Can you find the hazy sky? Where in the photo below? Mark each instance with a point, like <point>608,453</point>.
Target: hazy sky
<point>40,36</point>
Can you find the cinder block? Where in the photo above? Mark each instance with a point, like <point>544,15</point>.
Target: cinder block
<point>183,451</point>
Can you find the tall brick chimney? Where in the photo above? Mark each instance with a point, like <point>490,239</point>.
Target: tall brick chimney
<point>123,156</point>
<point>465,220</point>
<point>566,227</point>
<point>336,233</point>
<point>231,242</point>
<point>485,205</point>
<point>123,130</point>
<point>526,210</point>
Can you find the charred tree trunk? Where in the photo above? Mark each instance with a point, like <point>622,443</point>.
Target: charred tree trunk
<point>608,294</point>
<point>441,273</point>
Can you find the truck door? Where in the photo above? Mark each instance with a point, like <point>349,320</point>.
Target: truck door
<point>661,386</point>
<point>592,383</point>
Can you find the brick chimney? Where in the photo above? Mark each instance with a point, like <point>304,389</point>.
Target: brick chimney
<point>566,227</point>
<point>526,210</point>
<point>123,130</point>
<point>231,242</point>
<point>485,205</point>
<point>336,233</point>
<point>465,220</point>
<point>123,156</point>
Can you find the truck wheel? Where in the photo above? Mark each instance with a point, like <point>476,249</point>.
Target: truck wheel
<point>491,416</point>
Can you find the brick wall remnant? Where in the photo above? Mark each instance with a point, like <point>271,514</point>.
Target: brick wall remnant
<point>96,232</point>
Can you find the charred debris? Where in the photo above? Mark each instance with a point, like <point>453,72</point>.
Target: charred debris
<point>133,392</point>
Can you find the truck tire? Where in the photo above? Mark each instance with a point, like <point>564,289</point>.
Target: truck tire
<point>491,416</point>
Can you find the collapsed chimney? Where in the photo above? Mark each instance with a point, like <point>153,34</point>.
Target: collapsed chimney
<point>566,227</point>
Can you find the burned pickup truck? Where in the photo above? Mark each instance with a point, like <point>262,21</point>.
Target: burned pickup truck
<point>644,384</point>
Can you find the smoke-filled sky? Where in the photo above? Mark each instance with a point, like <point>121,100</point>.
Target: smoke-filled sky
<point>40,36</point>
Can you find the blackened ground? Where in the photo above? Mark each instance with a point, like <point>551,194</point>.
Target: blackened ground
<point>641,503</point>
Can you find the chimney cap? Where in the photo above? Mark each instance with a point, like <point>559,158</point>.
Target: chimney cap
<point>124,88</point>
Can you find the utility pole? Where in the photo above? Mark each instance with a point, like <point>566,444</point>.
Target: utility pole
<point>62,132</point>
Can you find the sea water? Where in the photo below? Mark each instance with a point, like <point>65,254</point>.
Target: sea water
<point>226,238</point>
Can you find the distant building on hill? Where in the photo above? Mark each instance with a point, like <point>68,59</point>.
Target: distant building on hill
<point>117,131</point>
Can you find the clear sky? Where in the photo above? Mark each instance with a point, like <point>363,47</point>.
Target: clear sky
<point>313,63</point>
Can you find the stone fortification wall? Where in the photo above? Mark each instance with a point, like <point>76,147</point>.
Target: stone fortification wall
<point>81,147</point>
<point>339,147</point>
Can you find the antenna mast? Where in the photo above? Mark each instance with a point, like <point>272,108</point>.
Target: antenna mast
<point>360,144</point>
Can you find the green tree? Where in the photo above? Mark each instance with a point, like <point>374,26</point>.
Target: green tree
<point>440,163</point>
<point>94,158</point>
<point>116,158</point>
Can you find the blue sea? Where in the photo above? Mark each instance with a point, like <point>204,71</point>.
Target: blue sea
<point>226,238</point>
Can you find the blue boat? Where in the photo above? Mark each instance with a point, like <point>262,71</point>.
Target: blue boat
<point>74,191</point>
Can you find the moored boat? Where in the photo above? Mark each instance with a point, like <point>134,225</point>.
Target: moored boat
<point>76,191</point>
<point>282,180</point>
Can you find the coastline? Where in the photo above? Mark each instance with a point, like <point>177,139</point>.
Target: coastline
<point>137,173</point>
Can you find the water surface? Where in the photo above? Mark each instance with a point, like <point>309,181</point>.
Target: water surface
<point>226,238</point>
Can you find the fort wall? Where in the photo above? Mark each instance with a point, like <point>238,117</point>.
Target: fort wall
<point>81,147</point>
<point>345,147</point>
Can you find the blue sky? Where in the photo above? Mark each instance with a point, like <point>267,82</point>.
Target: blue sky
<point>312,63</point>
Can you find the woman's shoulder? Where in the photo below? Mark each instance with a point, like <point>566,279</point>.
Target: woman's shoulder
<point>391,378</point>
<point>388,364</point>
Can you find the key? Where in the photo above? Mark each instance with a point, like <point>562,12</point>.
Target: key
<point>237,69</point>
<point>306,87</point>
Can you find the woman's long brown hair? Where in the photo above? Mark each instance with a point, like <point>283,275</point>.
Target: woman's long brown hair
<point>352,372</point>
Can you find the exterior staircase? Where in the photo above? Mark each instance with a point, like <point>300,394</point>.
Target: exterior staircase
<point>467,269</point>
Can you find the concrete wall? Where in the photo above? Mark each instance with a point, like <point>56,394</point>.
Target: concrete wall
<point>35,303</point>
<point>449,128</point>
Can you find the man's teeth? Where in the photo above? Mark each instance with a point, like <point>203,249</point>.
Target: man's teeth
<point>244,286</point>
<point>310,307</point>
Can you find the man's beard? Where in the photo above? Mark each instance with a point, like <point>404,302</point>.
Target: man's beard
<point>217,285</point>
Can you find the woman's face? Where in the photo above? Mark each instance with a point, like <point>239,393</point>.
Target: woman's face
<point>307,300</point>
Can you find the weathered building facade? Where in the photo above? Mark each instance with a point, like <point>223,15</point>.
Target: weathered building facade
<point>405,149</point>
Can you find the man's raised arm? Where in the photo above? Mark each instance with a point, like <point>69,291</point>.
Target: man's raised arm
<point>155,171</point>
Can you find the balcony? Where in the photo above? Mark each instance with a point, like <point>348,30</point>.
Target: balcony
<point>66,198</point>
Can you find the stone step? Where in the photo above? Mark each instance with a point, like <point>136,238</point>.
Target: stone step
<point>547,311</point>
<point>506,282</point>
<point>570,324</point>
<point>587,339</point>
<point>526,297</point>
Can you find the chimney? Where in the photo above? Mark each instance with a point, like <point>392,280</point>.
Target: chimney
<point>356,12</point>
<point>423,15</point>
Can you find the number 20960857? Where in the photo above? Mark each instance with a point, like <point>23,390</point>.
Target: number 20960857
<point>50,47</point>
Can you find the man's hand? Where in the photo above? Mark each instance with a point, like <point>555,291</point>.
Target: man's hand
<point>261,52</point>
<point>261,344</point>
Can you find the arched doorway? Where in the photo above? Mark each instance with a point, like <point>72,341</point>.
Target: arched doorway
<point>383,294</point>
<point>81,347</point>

= = = = = = =

▶ _GOAL_
Can you reproduce all of the material above word for word, with no changes?

▶ _TASK SOLUTION_
Can you find the hazy sky? Where in the photo below? Mark each instance with a point, like <point>608,453</point>.
Target: hazy sky
<point>40,36</point>
Can you find the cinder block? Where in the photo above? Mark each instance with a point, like <point>544,15</point>.
Target: cinder block
<point>183,451</point>
Can you find the tall brick chimney? Where in the photo above? Mark each instance with a point, like <point>490,239</point>.
Target: tall brick chimney
<point>123,156</point>
<point>465,220</point>
<point>566,227</point>
<point>336,233</point>
<point>231,242</point>
<point>485,205</point>
<point>123,130</point>
<point>526,210</point>
Can you find the charred tree trunk? Where in the photo above? Mark each instance with a point, like <point>622,443</point>.
Target: charred tree trunk
<point>608,294</point>
<point>441,273</point>
Can you find the truck door? Where in the photo above? Mark each instance with a point, like <point>349,320</point>.
Target: truck door
<point>661,386</point>
<point>592,383</point>
Can you find the brick chimney? Where in the photo above? Mark each instance with a point, like <point>304,389</point>.
Target: brick chimney
<point>566,227</point>
<point>526,210</point>
<point>123,130</point>
<point>231,242</point>
<point>485,205</point>
<point>336,233</point>
<point>465,220</point>
<point>123,156</point>
Can you find the truck wheel? Where in the photo above? Mark each instance with a point, like <point>476,249</point>.
Target: truck wheel
<point>491,416</point>
Can you find the brick wall remnant? Where in the photo above? Mark each instance with a point, like <point>271,514</point>.
Target: brick wall remnant
<point>96,232</point>
Can you find the charred debris? Where in the photo above? Mark each instance with a point, like <point>453,72</point>.
Target: charred debris
<point>133,392</point>
Can you find the truck tire? Where in the photo above? Mark each instance with a point, like <point>564,289</point>.
Target: truck tire
<point>491,416</point>
Can you find the collapsed chimney? Where in the photo above? Mark each instance with a point, like <point>153,34</point>.
Target: collapsed chimney
<point>566,227</point>
Can you find the burned pickup truck? Where in the photo above? Mark each instance with a point, like <point>262,21</point>.
Target: burned pickup truck
<point>644,384</point>
Can you find the smoke-filled sky? Where in the photo above? Mark each instance with a point, like <point>121,100</point>.
Target: smoke-filled sky
<point>40,36</point>
Can you find the blackened ground? Where in the photo above? Mark each instance with a point, like <point>551,194</point>.
Target: blackened ground
<point>641,503</point>
Can you find the chimney cap? Where in the photo above? Mark each instance with a point, like <point>559,158</point>.
Target: chimney cap
<point>124,88</point>
Can you find the utility pole? Where in the photo above? Mark each instance with a point, like <point>566,444</point>.
Target: utility pole
<point>62,132</point>
Can you find the sea water? Where in the photo below? Mark each instance with a point, like <point>65,254</point>.
Target: sea water
<point>226,238</point>
Can you find the distant building on hill? Where in the photo above? Mark each instance with a point, like <point>68,59</point>.
Target: distant building on hill
<point>117,131</point>
Can you find the clear sky? Where in the photo above? Mark each instance with a point, like <point>363,47</point>.
Target: clear sky
<point>313,63</point>
Can you find the stone fortification wall? Where in the photo above? Mark each instance with a point, like <point>76,147</point>.
Target: stone fortification wall
<point>81,147</point>
<point>339,147</point>
Can you find the antenna mast? Where in the photo above? Mark each instance with a point, like <point>272,108</point>.
Target: antenna mast
<point>360,144</point>
Can you find the green tree? Where in the photo above? Mark each instance with a point, like <point>374,26</point>.
Target: green tree
<point>440,163</point>
<point>94,158</point>
<point>116,158</point>
Can you find the blue sea? Where in the photo above? Mark each instance with a point, like <point>204,71</point>.
Target: blue sea
<point>226,238</point>
Can you find the blue boat? Where in the photo above? Mark each instance with a point, like <point>262,71</point>.
Target: blue boat
<point>74,191</point>
Can you find the moored boat? Where in the photo above? Mark each instance with a point, like <point>134,225</point>.
Target: moored boat
<point>76,191</point>
<point>282,180</point>
Can you find the coastline? Where in the photo above? Mark each instance with a point, like <point>177,139</point>.
Target: coastline
<point>137,173</point>
Can you find the water surface? Where in the photo above? Mark each instance with a point, like <point>309,181</point>.
Target: water surface
<point>226,238</point>
Can you find the fort wall? Where in the photo above? Mark each instance with a point, like <point>238,117</point>.
Target: fort wall
<point>81,147</point>
<point>345,147</point>
Can you find the blue sky? Where in the photo above? Mark each instance with a point, like <point>267,82</point>.
Target: blue sky
<point>312,63</point>
Can you find the woman's shoulder? Where in the photo below? Mark each instance with a point, like <point>566,279</point>.
Target: woman's shoulder
<point>391,378</point>
<point>388,364</point>
Can you find the key? Where in the photo above? Mark each instance with a point, like <point>562,12</point>.
Target: key
<point>237,69</point>
<point>306,87</point>
Can you find the woman's long brown hair? Where in the photo above? Mark each instance with a point, like <point>283,275</point>.
Target: woman's long brown hair
<point>352,372</point>
Can you find the exterior staircase? Where in the photo above? Mark each instance with a point, like <point>300,394</point>.
Target: exterior staircase
<point>467,269</point>
Can you find the concrete wall? Where in the photo above? Mark each instance with a point, like <point>56,394</point>.
Target: concrete wall
<point>35,303</point>
<point>449,128</point>
Can you find the man's teeth? Where in the photo above? Mark each instance with a point, like <point>203,249</point>.
Target: man's teeth
<point>244,286</point>
<point>310,307</point>
Can you find the man's beard? Where in the photo above? Mark each instance with a point, like <point>404,302</point>.
Target: man's beard
<point>217,285</point>
Can you find the woman's face? Where in the photo above? Mark each instance with a point, like <point>239,393</point>.
Target: woman's face
<point>307,300</point>
Can you find the weathered building facade? Where in the photo above? Mark each instance with a point, like <point>223,15</point>.
Target: weathered building facade
<point>405,149</point>
Can you find the man's raised arm? Where in the photo above? Mark each instance with a point, like <point>69,291</point>.
Target: man's raised arm
<point>155,171</point>
Can you find the balcony? Where in the photo above? Mark each instance with a point, like <point>348,30</point>.
Target: balcony
<point>66,198</point>
Can you find the stone step? Where in the photo above? Mark each instance with a point, like <point>136,238</point>.
Target: stone step
<point>547,311</point>
<point>506,282</point>
<point>570,324</point>
<point>587,339</point>
<point>526,297</point>
Can you find the chimney? Where in the photo above? Mark each instance with a point, like <point>392,280</point>.
Target: chimney
<point>356,12</point>
<point>423,15</point>
Can you find the number 20960857? Where in the photo above? Mark each instance with a point, like <point>23,390</point>.
Target: number 20960857
<point>50,47</point>
Can you find the man's hand? Where in the photo above? Mark each instance with a point, like <point>555,291</point>.
Target: man's hand
<point>261,52</point>
<point>261,344</point>
Can you find the arched doorway? Where in the photo above? Mark each instance with a point, like <point>72,341</point>.
Target: arched doorway
<point>383,294</point>
<point>81,347</point>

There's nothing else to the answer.